**Material for this exercise**

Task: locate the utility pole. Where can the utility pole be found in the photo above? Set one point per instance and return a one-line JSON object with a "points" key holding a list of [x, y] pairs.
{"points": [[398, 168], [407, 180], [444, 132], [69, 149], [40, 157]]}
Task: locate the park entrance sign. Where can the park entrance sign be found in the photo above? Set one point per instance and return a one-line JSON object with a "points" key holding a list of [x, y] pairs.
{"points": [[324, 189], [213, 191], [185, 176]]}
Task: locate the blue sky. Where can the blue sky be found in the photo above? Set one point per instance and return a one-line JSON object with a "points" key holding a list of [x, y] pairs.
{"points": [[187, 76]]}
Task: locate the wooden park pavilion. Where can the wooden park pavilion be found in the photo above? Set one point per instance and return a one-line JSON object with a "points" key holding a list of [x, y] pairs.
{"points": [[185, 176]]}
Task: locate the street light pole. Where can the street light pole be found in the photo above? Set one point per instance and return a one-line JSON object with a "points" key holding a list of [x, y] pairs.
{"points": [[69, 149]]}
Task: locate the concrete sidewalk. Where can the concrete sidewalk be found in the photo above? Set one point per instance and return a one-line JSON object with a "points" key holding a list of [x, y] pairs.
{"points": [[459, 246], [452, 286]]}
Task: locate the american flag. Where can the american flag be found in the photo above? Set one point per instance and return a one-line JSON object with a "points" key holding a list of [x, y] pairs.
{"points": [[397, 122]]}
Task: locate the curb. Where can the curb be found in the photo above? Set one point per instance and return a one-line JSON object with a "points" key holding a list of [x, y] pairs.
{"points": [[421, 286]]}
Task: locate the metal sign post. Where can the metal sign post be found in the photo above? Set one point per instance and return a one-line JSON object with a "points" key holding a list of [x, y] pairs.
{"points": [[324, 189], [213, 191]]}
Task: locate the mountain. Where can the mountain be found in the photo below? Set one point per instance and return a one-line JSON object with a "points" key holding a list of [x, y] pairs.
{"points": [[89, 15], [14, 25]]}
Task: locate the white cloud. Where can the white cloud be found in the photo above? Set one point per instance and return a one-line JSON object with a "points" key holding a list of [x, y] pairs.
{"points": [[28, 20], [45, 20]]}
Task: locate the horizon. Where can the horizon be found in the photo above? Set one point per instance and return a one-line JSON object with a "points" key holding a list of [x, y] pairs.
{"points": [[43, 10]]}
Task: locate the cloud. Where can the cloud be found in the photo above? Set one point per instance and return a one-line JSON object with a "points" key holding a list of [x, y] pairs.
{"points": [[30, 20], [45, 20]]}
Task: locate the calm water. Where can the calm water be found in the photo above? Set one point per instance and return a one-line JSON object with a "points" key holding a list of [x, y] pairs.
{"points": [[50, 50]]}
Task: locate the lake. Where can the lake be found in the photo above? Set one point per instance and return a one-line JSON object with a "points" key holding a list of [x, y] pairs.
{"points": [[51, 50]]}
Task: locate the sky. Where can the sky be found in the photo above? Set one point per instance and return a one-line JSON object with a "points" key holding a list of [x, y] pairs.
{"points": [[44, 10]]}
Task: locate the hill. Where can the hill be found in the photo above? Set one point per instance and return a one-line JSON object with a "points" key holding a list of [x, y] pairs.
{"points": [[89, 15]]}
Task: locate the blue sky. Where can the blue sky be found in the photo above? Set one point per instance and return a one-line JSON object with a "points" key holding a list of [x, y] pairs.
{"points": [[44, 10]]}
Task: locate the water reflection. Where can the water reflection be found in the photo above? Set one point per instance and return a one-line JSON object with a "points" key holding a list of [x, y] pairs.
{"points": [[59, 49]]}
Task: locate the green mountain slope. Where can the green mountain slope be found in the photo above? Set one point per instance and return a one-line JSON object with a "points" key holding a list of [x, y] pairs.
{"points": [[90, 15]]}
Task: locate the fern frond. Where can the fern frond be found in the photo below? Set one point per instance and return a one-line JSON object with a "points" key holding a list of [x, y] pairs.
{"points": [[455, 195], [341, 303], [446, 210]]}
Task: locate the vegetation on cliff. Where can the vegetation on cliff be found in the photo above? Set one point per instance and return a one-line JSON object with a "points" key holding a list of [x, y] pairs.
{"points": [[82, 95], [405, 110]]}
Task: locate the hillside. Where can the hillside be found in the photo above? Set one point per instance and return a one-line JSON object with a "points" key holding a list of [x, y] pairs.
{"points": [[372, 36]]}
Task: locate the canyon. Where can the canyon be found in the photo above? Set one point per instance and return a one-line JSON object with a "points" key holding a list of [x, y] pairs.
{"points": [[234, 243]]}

**Task brief**
Could you please print the entire listing exactly?

**Solution to this task**
Task: locate the utility pole. Where can the utility pole be found in the photo above? Set one point per instance and return a one-line JSON object with a "points" key holding a list of [x, y] pairs.
{"points": [[398, 168], [407, 180], [444, 132], [69, 149], [40, 157]]}
Task: locate the park entrance sign. Where can the park entrance sign be found in the photo above? Set one point per instance and return a one-line JSON object with a "points" key holding a list of [x, y] pairs.
{"points": [[324, 189], [213, 191], [185, 176]]}
Task: locate the blue sky. Where can the blue sky be found in the photo above? Set one point per instance and return a one-line JSON object with a "points" key holding a list of [x, y] pairs.
{"points": [[187, 76]]}
Task: locate the wooden park pavilion. Where can the wooden park pavilion be found in the photo above? Set one point per instance and return a one-line JSON object with a "points" key holding a list of [x, y] pairs.
{"points": [[185, 176]]}
Task: locate the street light pole. Where can the street light pole be found in the photo above? Set one point per instance and return a one-line JSON object with a "points" key holding a list of [x, y] pairs.
{"points": [[69, 149]]}
Task: locate the concrete sidewalk. Where can the concrete sidewalk be found in the photo above? Set one point per instance and return a one-line JSON object with a "points" key holding a list of [x, y] pairs.
{"points": [[459, 246], [452, 286]]}
Task: locate the american flag. Where can the american flag be found in the photo above? Set one point per instance and return a one-line JSON object with a "points" key holding a list of [x, y] pairs.
{"points": [[397, 122]]}
Task: locate the curb. Where can the curb be found in the photo above? Set one point per instance and return a one-line JSON object with a "points" key holding a list of [x, y] pairs.
{"points": [[421, 286]]}
Task: locate the metal sign post. Where can the metal sign post be found in the photo above? Set one point per instance and return a one-line JSON object with a "points" key holding a list of [x, y] pairs.
{"points": [[324, 189], [213, 191]]}
Task: locate the mountain. Where can the mountain be found in the photo below? Set one point per instance and return a one-line JSON object with a "points" key holding a list of [x, y] pairs.
{"points": [[89, 15], [14, 25]]}
Task: locate the white cloud. Where can the white cloud be found in the photo above? Set one point per instance and return a one-line JSON object with a "points" key holding a list of [x, y] pairs.
{"points": [[28, 20], [45, 20]]}
Task: locate the horizon. Where can the horizon be found in the photo above? Set one point per instance and return a one-line JSON object with a "points" key holding a list of [x, y] pairs.
{"points": [[43, 10]]}
Task: locate the cloud. Where can the cloud be found in the photo above? Set one point per instance and return a one-line JSON object with a "points" key holding a list of [x, y] pairs.
{"points": [[30, 20], [45, 20]]}
Task: locate the calm water. Where can the calm water be found in the photo above? Set one point per instance and return a one-line JSON object with a "points" key holding a list of [x, y] pairs.
{"points": [[50, 50]]}
Task: locate the lake. Where can the lake be found in the photo above? Set one point per instance and return a one-line JSON object with a "points" key holding a list of [x, y] pairs.
{"points": [[51, 50]]}
Task: locate the sky. Where can the sky be found in the photo above? Set one point per instance and return a one-line JSON object with a "points" key holding a list of [x, y] pairs.
{"points": [[44, 10]]}
Task: locate the hill. Where can the hill be found in the photo above? Set one point per instance and return a one-line JSON object with a "points" key holding a list of [x, y] pairs.
{"points": [[89, 15]]}
Task: locate the blue sky. Where can the blue sky be found in the photo above? Set one point per instance and return a one-line JSON object with a "points" key holding a list of [x, y] pairs.
{"points": [[44, 10]]}
Task: locate the water reflection. Where can the water reflection be found in the photo above? Set one point per instance and return a one-line JSON object with a "points" key holding a list of [x, y] pairs.
{"points": [[59, 49]]}
Task: locate the green mountain slope. Where can the green mountain slope be found in the photo above? Set one point per instance and return a one-line JSON object with a "points" key holding a list of [x, y] pairs.
{"points": [[90, 15]]}
Task: locate the fern frond. Where can the fern frond be found in the photo below? Set one point per instance and return a one-line JSON object with a "points" key holding a list of [x, y] pairs.
{"points": [[455, 195], [341, 303], [446, 210]]}
Task: locate the vegetation on cliff. Where can the vegetation on cliff be found in the photo above? Set one point per instance and return a one-line JSON object with a "points" key holding a list of [x, y] pairs.
{"points": [[82, 95], [405, 110]]}
Task: locate the hillside. Where can the hillside be found in the photo above? Set one point per instance and return a one-line JSON object with a "points" key holding a list of [x, y] pairs.
{"points": [[372, 36]]}
Task: locate the canyon. Where can the canyon be found in the photo above? Set one point per instance and return a one-line JSON object with a "points" key holding a list of [x, y] pairs.
{"points": [[234, 243]]}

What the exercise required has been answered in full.